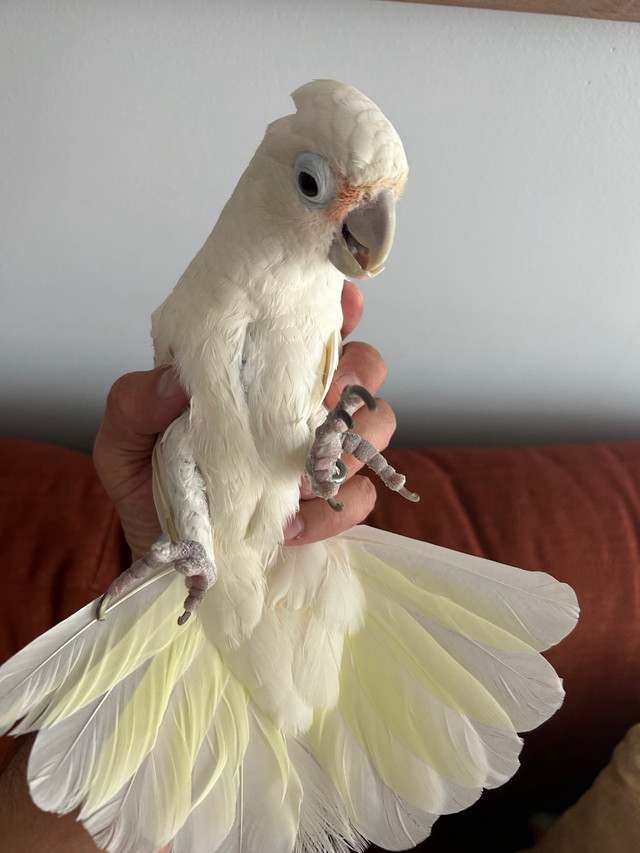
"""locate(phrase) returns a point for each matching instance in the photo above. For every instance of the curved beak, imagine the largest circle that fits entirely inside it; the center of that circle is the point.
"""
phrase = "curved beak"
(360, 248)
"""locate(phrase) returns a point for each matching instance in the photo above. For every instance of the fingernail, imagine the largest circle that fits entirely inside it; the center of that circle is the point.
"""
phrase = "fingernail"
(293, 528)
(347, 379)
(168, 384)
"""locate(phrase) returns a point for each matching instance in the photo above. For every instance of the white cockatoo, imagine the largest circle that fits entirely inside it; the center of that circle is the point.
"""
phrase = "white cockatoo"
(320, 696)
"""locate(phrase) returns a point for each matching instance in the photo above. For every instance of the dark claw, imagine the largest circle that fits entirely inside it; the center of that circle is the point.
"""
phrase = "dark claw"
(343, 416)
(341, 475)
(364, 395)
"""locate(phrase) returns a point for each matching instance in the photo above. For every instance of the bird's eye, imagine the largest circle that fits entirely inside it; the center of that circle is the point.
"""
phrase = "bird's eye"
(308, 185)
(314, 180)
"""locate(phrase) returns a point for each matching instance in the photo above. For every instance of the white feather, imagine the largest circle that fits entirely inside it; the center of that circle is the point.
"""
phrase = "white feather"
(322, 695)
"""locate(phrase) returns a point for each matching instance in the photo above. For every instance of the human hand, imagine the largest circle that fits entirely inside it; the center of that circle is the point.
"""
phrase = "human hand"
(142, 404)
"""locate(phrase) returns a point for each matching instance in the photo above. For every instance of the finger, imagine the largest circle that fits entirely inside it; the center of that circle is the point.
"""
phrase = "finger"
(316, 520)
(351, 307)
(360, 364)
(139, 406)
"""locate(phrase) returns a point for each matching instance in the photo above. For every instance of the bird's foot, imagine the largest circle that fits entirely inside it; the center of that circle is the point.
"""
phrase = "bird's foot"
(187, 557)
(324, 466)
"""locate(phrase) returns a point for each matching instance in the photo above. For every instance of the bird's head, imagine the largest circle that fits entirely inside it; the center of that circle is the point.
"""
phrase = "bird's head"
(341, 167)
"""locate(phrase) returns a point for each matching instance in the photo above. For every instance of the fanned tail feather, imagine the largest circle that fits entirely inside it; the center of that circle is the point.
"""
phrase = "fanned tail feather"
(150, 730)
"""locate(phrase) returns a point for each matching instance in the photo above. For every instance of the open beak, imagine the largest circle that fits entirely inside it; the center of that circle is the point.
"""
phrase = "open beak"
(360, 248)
--
### Activity
The material above is to be transcribed exactly, with its images omitted.

### Answer to this task
"""locate(phrase) returns a point for each matching instance in the photo above. For every instance of the curved beak, imagine the largest circle that fits entirely inside it; the center of that circle is the point.
"""
phrase = "curved beak"
(360, 248)
"""locate(phrase) returns a point for each matching instance in the photo above. For every instance of the fingernail, imagine the largest circle that fits entirely inside it; the center of that circle is the point.
"""
phrase = "fingernail"
(293, 528)
(347, 379)
(168, 384)
"""locate(phrase) returns a point for each matching instance in the photo above. For every instance of the white cockatoo, imagine the largest circle that fits entirely inside it; the center of that circle is the point.
"""
phrase = "white cockatoo"
(320, 696)
"""locate(phrase) returns a point for each matching instance in the photo above. For every instance of the dark claw, imagine the largest circle that fits entirely inside it; the center of that circle is the point.
"""
phrase = "dark claw"
(343, 416)
(341, 475)
(364, 395)
"""locate(phrase) returns a point for each matching instance in the photo above. For every instance of the bird's eye, imagine the largest circle that fits entirely inside it; the center of that circle is the point.
"""
phrase = "bird's eye"
(308, 185)
(314, 180)
"""locate(phrase) returns a point for each matching instance in the photo above. For every instance of the white feather, imagine the largest circle that fits entirely inside it; the center of that circle is the point.
"""
phrase = "white feather"
(322, 695)
"""locate(phrase) returns a point for each matching instance in the photo above. For every instance of the human hand, imagine the largest circle that fits entirely inside it; the center of that circle is the point.
"""
phrase = "human hand"
(142, 404)
"""locate(phrase) returns a point for each matching instance in the photo above. For every instance of the finger, imagine the largest circle that fits entirely inside it; the center of that circle is the point.
"""
phrase = "finger"
(316, 520)
(351, 307)
(360, 364)
(139, 406)
"""locate(phrase) returns a point for each matching instance in the photo above. For every instance of the bird's foot, imagine the largest circle that fits entirely inside it; the center of that circle is the point.
"""
phrase = "bird's foot"
(187, 557)
(324, 466)
"""locate(phrase) returns a point for each matching instance in the photo above. For every instance of the bird's head, imagine the largest circle that fits entirely inside it; the center of that circle is the point.
"""
phrase = "bird's head"
(341, 167)
"""locate(phrase) returns a point for each matching instance in the photo above. For every instance of the fanned tail feather, imagine the largest circle that fits entirely inside it; the center of that circle is the point.
"""
phrase = "fanned tail feather"
(150, 730)
"""locate(phrase) returns a point for each matching instance in the photo above. For every instance of the open beak, imagine the largest circle that fits entirely inside it; the center of that circle is the point.
"""
phrase = "open beak"
(360, 248)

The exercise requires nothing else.